» TEXTAUSZUG:
──────────────────────────────

Dass ein Industrieingenieur wie José in seiner Heimat keinen passenden Job findet, ist wenig überraschend. Die andalusische Wirtschaft besteht zu knapp 90 Prozent aus Kleinunternehmen. Und diese wurden von der Krise oft hart erwischt. In Córdoba hängen an vielen leerstehenden Ladenlokalen Plakate mit bunten Handabdrücken: Sie erinnern an Hunderte Selbstständige, die in den vergangenen Jahren ihre Geschäfte schließen mussten.
Aber wo sollen neue Jobs herkommen? Im Rathaus von Córdoba probierte man es jetzt mit einem ungewöhnlichen Angebot: Bis zu 25 Andalusier sollten für drei Jahre in die Partnerstadt Nürnberg geschickt werden. Dort können sie eine dreijährige duale Ausbildung zum Altenpfleger oder ein freiwilliges soziales Jahr absolvieren.
Die Anmeldefrist ist gerade abgelaufen, die Resonanz enttäuschend. "Wir haben leider nicht so viele Interessenten wie gehofft", sagt Manuela Schmidt, die das Projekt in Nürnberg betreut. Fürs soziale Jahr meldeten sich sieben Spanier, für die Altenpflegeausbildung kein einziger.
Das liege auch am Ausbildungsweg, vermutet Schmidt, schließlich ist das duale System in Spanien bislang weitgehend unbekannt. Ein noch größeres Hindernis dürfte die Sprache gewesen sein. Laut Ausschreibung sollten die Bewerber Deutsch auf mittlerem Niveau sprechen, doch bei vielen hapert es schon am Englisch. Nur ein Drittel der Andalusier spricht überhaupt eine Fremdsprache. Die Bereitschaft zur Weiterbildung sei trotz Krise ziemlich begrenzt, heißt es aus dem Rathaus.
Dabei wäre zumindest dieser Mangel wohl zu beheben. An Übungsmöglichkeiten für spanische Sprachschüler sollte es im Touristenmekka Andalusien jedenfalls nicht mangeln.

──────────────────────────────

» EXTRAHIERTE ZEILEN:

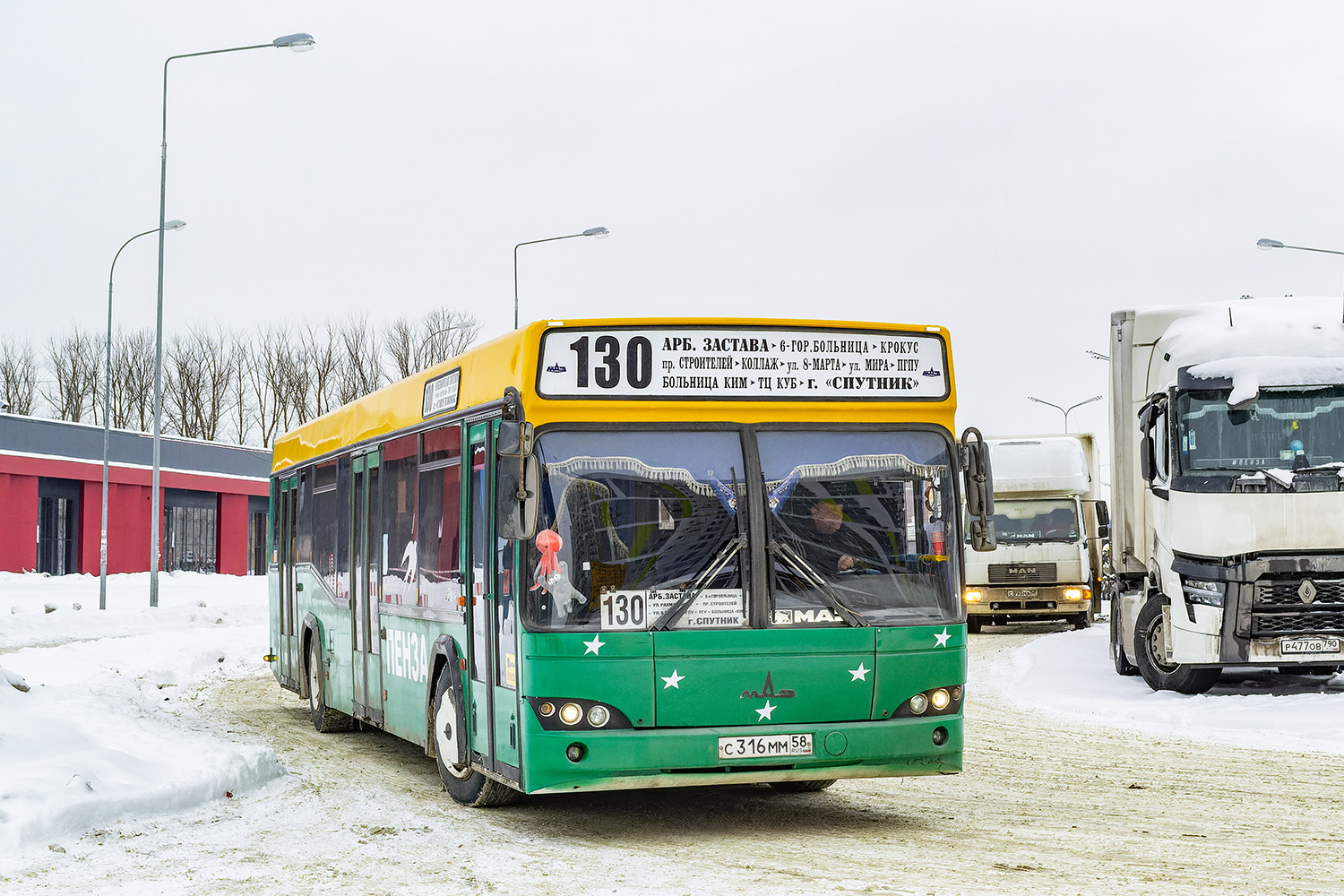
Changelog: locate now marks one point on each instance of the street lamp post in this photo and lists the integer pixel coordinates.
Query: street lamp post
(107, 417)
(1274, 244)
(591, 231)
(1064, 410)
(298, 43)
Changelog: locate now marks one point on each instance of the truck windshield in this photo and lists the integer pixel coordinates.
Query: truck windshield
(1284, 429)
(1035, 520)
(857, 527)
(634, 524)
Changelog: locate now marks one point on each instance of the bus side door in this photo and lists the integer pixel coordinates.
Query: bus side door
(366, 587)
(492, 705)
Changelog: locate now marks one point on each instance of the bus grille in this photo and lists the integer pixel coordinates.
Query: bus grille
(1018, 573)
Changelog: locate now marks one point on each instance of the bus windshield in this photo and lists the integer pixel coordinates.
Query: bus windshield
(1284, 429)
(1034, 521)
(639, 520)
(857, 527)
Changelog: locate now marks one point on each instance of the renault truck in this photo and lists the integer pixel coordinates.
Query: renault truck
(1051, 524)
(1228, 489)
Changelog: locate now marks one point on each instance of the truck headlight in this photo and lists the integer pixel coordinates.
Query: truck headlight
(1202, 591)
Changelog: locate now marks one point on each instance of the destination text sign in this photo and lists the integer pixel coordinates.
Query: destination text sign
(734, 363)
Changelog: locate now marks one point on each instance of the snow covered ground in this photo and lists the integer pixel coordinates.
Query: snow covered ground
(99, 735)
(107, 732)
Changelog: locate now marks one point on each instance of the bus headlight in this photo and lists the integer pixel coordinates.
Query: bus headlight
(1202, 591)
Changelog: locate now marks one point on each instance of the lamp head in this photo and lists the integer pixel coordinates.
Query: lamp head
(297, 42)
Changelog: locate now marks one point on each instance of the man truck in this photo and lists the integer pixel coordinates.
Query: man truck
(1050, 524)
(1228, 489)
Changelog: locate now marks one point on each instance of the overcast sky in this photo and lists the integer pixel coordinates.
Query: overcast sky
(1011, 171)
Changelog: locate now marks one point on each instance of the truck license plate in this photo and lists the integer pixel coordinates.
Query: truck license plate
(765, 745)
(1309, 645)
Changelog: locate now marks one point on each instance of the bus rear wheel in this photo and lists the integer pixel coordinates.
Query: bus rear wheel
(1158, 670)
(465, 785)
(324, 718)
(801, 786)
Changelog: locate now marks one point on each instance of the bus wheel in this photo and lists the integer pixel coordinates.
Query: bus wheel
(324, 718)
(800, 786)
(1117, 648)
(1159, 672)
(462, 783)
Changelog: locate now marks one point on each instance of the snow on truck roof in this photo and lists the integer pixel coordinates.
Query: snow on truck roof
(1035, 465)
(1247, 343)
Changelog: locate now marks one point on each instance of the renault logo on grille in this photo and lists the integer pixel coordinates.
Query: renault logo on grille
(1306, 591)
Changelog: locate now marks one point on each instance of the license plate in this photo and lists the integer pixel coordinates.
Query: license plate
(765, 745)
(1309, 645)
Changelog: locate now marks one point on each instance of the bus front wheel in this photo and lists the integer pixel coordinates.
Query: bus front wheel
(465, 785)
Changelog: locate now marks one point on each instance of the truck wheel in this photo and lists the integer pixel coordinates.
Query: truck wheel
(462, 783)
(324, 718)
(1117, 649)
(1160, 673)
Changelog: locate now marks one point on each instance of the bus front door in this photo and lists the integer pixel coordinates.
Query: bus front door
(492, 704)
(366, 587)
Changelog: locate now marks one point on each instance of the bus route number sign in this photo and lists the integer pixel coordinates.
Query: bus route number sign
(734, 363)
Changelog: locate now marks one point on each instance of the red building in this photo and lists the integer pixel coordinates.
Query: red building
(214, 498)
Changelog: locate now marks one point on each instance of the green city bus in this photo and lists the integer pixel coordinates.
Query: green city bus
(607, 554)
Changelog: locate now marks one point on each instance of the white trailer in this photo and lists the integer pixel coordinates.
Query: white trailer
(1050, 524)
(1228, 489)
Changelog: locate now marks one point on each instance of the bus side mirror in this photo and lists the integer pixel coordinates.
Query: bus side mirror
(1102, 520)
(519, 479)
(980, 490)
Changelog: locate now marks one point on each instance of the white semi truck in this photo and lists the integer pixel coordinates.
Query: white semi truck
(1228, 489)
(1050, 524)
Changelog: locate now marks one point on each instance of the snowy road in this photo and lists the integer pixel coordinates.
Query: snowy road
(1047, 805)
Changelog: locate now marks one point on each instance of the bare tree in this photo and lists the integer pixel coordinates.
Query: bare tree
(360, 368)
(19, 374)
(73, 363)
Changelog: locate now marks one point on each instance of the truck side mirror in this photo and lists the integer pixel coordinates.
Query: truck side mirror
(516, 495)
(980, 490)
(1102, 520)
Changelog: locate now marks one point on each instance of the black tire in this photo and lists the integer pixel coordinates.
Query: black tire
(465, 785)
(324, 718)
(801, 786)
(1158, 672)
(1117, 649)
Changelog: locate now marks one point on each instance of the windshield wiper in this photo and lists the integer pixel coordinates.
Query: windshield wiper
(809, 573)
(701, 583)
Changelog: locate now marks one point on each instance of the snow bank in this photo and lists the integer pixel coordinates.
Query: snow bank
(97, 737)
(1070, 673)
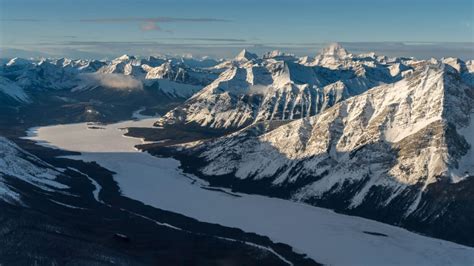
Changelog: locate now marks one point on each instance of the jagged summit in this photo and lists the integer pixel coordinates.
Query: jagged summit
(332, 55)
(334, 49)
(125, 57)
(245, 55)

──────────────────────────────

» AUFGABEN:
1. Wie viele Spanier meldeten sich laut dem Textauszug für die Altenpflegeausbildung in Nürnberg?
2. Erläutern Sie anhand des Textauszugs, weshalb sich so wenige Andalusier für das Angebot in Nürnberg meldeten.
3. Fassen Sie den Textauszug in zwei Sätzen zusammen.
Die Zeilen sind eigenständiges Material und stehen in keinem Zusammenhang mit dem Textauszug.

» LÖSUNGEN:
1. Kein einziger.

2. Manuela Schmidt vermutet, dass es auch am Ausbildungsweg liegt, da das duale System in Spanien bislang weitgehend unbekannt ist. Ein noch größeres Hindernis dürfte die Sprache gewesen sein: Verlangt war Deutsch auf mittlerem Niveau, doch bei vielen hapert es schon am Englisch.

3. Die andalusische Wirtschaft besteht zu knapp 90 Prozent aus Kleinunternehmen, die von der Krise oft hart getroffen wurden, und auf der Suche nach neuen Jobs bot das Rathaus von Córdoba bis zu 25 Andalusiern eine duale Altenpflegeausbildung oder ein freiwilliges soziales Jahr in der Partnerstadt Nürnberg an. Die Resonanz war enttäuschend, denn für das soziale Jahr meldeten sich sieben Spanier und für die Ausbildung keiner, wobei das in Spanien kaum bekannte duale System und vor allem fehlende Sprachkenntnisse als Hindernisse gelten.